§ **Exercise instructions**:
**a.** In the forum thread on making little people peg figures, which tool does fishlore say they will try?
**b.** Extend the forum thread about turning little people peg figures, picking up after its last line.

start Text

# Making little people



## fishlore (Oct 28, 2007)

I want to make some simple peg figures for toy vehicles. These seem to be a 2 in length piece of 7/8 dowel with one end turned into a ball (the head). What is the best way to make them? Wood crafter supplies company sell them ready-made quite cheaply, but I want to use wood to match the rest of the project.


----------



## Bob N (Oct 12, 2004)

Assuming you have a lathe and jaw chuck, you would do best simply putting one end of a dowel in the chuck and rounding the head with a skew chisel or detail gouge. Fairly simple task, but you could also buy the pre-made ones and stain them to match your project.


----------



## bobj3 (Jan 17, 2006)

HI fishlore

If you don't have a lathe you can make a jig and do it on the router table with the bit below.


http://www.mlcswoodworking.com/shop...tml/pages/bt_bull.html#train_track_bit_anchor


==========



fishlore said:


> View attachment 16778
> I want to make some simple peg figures for toy vehicles. These seem to be a 2 in length piece of 7/8 dowel with one end turned into a ball (the head). What is the best way to make them? Wood crafter supplies company sell them ready-made quite cheaply, but I want to use wood to match the rest of the project.


----------



## fishlore (Oct 28, 2007)

Thank you, gentlemen, for the helpful suggestions. I'll try the skew chisel (haven't used that one before).


----------



## philland (Oct 3, 2008)

fishlore said:


> View attachment 16778
> I want to make some simple peg figures for toy vehicles. These seem to be a 2 in length piece of 7/8 dowel with one end turned into a ball (the head). What is the best way to make them? Wood crafter supplies company sell them ready-made quite cheaply, but I want to use wood to match the rest of the project.


You could also turn them between centers and do 2, 4, 6, or 8 at a time by doing them end to end.

Hope it helps.


----------



## fishlore (Oct 28, 2007)

*turning little people*

Would you lay them out like this? Would I turn them and then cut them apart?


----------



## bobj3 (Jan 17, 2006)

HI fishlore

I was going to just for kicks go out in the shop and make some on the router lathe but I could not find my bit to do it with..

But I'm sure you will get it done on the normal lathe.

Just in case you say what the heck is a router lathe, the last 3 snapshots show the lathe.

Little People Duplicating Templates: Set of 3
http://www.pennstateind.com/store/TPL101.html

http://www.pennstateind.com/store/lathe-duplicator-attachments.html
http://www.pennstateind.com/store/universal-duplicator.html
======

======


----------



## philland (Oct 3, 2008)

end Text
start Material provided

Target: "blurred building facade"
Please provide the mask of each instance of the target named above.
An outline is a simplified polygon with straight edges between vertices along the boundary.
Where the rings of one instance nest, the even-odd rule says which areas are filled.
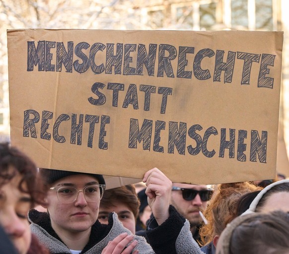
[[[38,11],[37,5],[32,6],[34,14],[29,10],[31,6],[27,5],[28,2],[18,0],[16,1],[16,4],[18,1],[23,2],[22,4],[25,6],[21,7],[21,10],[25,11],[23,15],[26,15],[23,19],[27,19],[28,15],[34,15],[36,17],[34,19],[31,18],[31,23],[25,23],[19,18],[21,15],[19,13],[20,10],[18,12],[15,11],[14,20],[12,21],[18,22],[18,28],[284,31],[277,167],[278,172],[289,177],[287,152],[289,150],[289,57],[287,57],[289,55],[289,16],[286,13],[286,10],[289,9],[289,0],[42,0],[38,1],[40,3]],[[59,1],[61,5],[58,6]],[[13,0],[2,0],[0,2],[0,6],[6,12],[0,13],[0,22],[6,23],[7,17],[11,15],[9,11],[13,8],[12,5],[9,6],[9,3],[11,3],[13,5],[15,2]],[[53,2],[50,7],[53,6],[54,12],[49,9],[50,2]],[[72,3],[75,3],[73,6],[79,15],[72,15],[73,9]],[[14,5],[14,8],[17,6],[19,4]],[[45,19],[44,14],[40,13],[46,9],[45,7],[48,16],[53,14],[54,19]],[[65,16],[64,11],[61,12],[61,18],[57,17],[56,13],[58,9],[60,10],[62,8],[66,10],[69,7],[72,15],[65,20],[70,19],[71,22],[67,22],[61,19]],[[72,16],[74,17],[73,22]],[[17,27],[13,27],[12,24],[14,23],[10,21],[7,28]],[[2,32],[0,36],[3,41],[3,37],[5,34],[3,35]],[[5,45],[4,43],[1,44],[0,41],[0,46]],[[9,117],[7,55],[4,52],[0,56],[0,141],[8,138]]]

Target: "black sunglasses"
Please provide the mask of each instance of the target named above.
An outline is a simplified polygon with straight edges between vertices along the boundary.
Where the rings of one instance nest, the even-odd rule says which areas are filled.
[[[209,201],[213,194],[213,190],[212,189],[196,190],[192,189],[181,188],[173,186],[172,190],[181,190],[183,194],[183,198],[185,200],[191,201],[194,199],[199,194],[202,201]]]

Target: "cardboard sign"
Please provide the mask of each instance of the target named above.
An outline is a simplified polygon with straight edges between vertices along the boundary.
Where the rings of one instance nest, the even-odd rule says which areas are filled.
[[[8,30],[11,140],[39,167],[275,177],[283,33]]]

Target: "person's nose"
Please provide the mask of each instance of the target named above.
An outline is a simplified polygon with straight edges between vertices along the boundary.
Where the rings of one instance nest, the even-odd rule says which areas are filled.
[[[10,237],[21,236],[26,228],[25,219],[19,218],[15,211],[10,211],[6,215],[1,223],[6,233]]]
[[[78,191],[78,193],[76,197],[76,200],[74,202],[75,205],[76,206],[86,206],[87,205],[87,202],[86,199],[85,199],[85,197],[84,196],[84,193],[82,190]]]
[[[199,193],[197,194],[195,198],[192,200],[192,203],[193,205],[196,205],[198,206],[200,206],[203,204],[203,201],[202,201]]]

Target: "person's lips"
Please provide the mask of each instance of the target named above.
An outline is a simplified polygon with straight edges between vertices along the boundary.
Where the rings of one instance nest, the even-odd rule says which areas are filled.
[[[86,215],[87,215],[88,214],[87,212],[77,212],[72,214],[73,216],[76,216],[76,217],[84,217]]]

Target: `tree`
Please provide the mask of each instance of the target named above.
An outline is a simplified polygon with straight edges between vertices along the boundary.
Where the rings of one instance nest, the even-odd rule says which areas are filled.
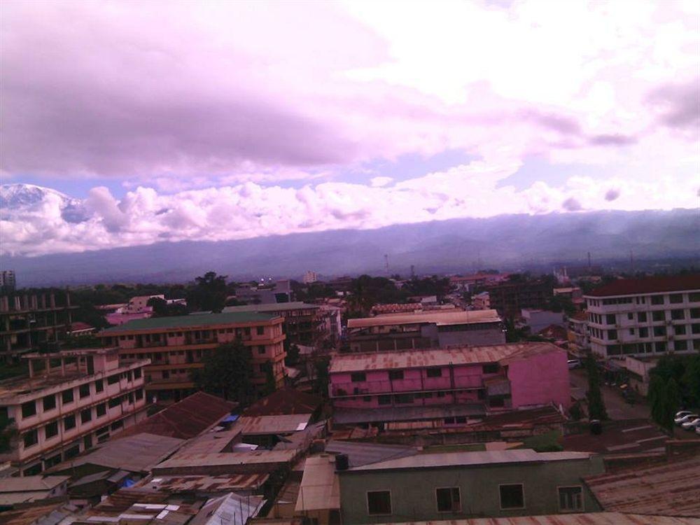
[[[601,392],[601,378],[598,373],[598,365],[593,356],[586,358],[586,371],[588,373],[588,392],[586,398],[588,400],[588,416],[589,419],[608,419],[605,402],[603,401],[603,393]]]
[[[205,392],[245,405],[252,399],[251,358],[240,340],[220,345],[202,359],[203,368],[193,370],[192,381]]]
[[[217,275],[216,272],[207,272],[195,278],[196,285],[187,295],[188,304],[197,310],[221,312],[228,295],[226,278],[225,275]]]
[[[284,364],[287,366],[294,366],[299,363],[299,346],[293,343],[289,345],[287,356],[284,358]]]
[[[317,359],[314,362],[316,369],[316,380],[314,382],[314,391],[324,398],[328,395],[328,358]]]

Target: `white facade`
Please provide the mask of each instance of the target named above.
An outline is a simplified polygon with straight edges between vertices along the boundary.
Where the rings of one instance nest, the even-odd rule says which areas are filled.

end Material provided

§ **Exercise answers**:
**a.** The skew chisel.

**b.**
fishlore said:


> Would you lay them out like this? Would I turn them and then cut them apart?




Kind of. But I would make the bodies twice as long with a head on each end. 
(if one is --o then o----oo----oo----o) Where the two heads come together make them two heads long with a little bit extra. You could use a parting tool to separate the heads (or nearly separate them) then cut apart and sand away the excess.

Just one idea. The other ideas are good too.

Phil


----------



## Bob N (Oct 12, 2004)

Hi Phil,

I like your idea and it saves a lot of individual set up time as well in making quantities of these. Good thinking!


----------



## fishlore (Oct 28, 2007)

Maybe this question should be in a router forum not lathe questions, but it has to do with my earlier question about making wooden people for toys. Perhaps it is because I am not a very good turner, but I find that making the round heads of the figures is challenging. I can get fairly close with the skew chisel that was recommended but when I cut the heads apart, I get a flat spot on top. I've tried sanding it out but it looks sloppy.

I observed that when I feed the end of the dowel into a round-over router bit, the result is a perfectly smooth spherical top like the figures that are sold commercially. I tried starting on the router and then putting the piece in the lathe jaws to the rest of the shaping. This works OK but the last foot or so of dowel can't be used because I have no way to hold a short piece of dowel on the router table to feed the end into the bit. Is there a jig or holder that I could use.


----------



## bobj3 (Jan 17, 2006)

Hi fishlore

I'm not to sure how deep you are going to get into making little people but you may want to check out the links below 

http://www.pennstateind.com/store/TPL101.html
http://www.pennstateind.com/mm5/merchant.mvc?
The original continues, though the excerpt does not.